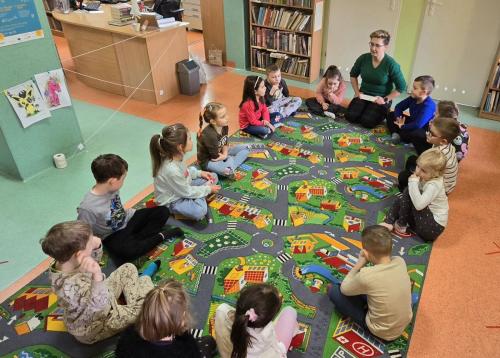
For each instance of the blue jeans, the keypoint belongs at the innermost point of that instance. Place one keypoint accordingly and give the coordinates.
(194, 209)
(236, 155)
(352, 306)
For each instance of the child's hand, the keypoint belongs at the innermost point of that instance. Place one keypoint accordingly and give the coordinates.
(400, 121)
(207, 176)
(88, 264)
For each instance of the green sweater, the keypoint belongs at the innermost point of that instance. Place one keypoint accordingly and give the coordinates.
(378, 81)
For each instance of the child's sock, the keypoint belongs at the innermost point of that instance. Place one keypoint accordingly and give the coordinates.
(151, 269)
(171, 233)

▸ **What is expected**: All lines from the one containing "For each instance of the child's hand, the" through the last line of the data must be set down exactly. No other lines belong in the answer.

▸ **Result for this exercise**:
For each instance of the child's hand, the keypoint belongs at the innermost point of that instance. Place one keypoint accordingly and give the coordinates.
(400, 121)
(207, 176)
(88, 264)
For each instance of the green sweater, the keypoint belongs at the innermost point of that instance. Place one keypoint accordingly and give the coordinates.
(378, 81)
For each instance of the child's sock, the keypoint belongs at the innermost point of that instance. Place one keypoint accordingly and give the coordinates.
(151, 269)
(171, 233)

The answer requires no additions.